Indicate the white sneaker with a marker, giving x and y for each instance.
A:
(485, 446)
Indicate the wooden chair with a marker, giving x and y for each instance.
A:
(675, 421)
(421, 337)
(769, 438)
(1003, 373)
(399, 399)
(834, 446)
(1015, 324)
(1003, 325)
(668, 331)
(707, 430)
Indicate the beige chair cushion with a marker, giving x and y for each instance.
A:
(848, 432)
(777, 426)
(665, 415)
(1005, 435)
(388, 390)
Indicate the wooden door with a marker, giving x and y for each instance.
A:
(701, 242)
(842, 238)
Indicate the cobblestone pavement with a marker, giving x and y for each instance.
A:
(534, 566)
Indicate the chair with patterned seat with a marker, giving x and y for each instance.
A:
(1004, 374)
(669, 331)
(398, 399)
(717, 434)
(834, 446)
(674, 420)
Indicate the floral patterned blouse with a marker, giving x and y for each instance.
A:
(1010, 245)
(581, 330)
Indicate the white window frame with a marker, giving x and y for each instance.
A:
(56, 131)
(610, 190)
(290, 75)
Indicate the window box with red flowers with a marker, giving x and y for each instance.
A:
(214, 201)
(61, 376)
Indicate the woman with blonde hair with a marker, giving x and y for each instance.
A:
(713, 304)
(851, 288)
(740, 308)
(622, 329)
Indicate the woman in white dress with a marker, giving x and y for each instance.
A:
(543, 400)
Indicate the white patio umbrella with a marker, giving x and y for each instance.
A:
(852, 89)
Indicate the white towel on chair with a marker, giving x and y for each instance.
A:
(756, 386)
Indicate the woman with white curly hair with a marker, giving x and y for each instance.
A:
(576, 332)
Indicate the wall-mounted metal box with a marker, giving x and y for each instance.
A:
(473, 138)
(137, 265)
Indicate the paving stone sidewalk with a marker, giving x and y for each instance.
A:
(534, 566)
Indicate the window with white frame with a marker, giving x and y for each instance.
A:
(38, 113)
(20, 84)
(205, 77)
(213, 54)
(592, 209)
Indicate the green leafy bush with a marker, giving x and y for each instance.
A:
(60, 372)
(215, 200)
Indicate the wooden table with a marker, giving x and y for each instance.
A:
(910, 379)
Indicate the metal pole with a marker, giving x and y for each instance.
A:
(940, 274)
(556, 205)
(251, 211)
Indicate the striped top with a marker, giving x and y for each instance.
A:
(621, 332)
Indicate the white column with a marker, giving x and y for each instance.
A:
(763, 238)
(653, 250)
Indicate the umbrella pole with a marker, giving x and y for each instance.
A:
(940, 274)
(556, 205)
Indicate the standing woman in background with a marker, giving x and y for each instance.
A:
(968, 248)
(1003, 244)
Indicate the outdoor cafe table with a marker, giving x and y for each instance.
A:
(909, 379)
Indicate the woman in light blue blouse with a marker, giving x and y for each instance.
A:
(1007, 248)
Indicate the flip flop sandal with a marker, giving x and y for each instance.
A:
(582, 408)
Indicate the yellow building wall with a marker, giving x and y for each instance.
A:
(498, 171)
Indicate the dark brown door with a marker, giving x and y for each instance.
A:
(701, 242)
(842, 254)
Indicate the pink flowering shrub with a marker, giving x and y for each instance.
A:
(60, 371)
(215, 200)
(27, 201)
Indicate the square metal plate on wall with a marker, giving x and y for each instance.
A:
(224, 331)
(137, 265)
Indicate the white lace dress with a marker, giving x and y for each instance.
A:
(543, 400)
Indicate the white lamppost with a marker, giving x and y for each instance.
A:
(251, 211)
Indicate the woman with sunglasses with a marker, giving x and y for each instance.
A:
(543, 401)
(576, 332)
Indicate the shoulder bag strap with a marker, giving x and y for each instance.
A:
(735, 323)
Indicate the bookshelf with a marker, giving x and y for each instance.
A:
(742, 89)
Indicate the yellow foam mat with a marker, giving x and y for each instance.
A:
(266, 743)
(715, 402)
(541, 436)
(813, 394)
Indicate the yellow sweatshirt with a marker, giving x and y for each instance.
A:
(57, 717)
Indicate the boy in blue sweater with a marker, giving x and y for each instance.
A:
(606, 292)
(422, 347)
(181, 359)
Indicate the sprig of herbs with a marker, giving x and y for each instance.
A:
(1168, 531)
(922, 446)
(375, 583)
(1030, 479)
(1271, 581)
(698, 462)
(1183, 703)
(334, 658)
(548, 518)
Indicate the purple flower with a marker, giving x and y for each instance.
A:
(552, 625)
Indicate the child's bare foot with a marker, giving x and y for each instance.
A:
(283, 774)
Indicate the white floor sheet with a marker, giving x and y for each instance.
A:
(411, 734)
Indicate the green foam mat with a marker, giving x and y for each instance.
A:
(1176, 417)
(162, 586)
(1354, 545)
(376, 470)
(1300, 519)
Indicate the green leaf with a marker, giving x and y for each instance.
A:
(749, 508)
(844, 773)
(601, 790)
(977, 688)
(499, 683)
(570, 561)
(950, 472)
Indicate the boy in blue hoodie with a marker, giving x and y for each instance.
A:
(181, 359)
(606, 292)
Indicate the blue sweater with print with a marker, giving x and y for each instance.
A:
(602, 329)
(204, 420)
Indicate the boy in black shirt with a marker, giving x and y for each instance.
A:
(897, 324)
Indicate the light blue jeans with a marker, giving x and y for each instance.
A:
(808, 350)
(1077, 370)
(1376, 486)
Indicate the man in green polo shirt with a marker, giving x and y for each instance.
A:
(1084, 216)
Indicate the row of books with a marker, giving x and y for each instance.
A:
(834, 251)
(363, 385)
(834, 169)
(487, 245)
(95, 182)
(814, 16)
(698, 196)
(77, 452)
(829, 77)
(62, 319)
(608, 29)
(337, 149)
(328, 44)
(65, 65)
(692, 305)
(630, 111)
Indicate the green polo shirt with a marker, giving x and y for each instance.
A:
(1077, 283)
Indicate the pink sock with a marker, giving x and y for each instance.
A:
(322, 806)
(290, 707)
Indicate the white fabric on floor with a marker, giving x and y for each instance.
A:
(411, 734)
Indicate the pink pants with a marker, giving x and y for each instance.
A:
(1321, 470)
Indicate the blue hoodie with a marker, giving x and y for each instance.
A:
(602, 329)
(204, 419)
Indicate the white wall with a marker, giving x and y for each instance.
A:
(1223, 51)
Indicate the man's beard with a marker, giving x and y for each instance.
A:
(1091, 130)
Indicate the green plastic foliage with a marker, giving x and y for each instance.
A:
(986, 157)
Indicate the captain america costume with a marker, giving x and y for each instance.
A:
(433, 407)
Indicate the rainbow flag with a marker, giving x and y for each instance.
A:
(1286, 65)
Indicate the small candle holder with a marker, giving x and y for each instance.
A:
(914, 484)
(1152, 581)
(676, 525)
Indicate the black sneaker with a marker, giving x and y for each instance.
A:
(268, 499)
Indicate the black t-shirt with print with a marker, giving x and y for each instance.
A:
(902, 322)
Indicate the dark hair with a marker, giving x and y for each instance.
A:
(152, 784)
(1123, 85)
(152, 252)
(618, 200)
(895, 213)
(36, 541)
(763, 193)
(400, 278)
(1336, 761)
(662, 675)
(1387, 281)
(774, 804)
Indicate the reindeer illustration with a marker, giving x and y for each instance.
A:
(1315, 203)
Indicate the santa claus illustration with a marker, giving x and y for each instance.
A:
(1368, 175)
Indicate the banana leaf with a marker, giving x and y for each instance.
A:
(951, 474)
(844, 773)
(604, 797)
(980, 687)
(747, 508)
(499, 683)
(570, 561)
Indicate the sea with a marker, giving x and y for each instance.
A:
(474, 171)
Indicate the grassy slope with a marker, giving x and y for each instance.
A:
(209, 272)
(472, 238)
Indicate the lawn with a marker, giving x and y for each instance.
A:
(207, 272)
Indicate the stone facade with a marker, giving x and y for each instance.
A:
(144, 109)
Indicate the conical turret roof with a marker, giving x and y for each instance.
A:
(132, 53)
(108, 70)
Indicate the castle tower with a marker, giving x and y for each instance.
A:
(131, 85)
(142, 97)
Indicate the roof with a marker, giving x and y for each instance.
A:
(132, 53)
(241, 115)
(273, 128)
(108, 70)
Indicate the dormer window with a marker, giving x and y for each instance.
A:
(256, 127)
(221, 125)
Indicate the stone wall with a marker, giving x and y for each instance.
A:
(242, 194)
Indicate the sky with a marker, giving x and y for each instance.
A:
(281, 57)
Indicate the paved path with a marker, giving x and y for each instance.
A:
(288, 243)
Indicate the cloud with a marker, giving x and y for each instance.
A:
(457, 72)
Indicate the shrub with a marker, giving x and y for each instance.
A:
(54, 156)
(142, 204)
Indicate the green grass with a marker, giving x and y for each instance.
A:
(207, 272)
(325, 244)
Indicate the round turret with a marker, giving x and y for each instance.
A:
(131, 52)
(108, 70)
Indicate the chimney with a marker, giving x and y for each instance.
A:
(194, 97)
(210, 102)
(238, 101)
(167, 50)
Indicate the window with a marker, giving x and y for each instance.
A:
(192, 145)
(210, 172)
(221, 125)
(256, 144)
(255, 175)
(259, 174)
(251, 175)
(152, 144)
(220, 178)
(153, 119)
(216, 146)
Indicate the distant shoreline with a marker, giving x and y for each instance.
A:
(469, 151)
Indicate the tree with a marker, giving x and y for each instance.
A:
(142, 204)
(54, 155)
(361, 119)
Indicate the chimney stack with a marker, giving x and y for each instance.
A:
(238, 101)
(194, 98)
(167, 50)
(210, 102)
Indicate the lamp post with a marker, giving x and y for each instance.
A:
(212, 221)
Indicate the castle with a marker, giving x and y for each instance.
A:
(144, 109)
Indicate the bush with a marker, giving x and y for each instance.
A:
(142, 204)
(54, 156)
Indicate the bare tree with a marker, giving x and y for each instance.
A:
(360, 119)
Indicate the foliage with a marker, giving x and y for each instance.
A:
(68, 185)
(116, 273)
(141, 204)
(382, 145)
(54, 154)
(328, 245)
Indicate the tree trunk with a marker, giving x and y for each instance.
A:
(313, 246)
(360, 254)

▶ **Directions for this task**
Give the number of lines in the material above that include the string "turret", with no further text.

▶ **Expected output**
2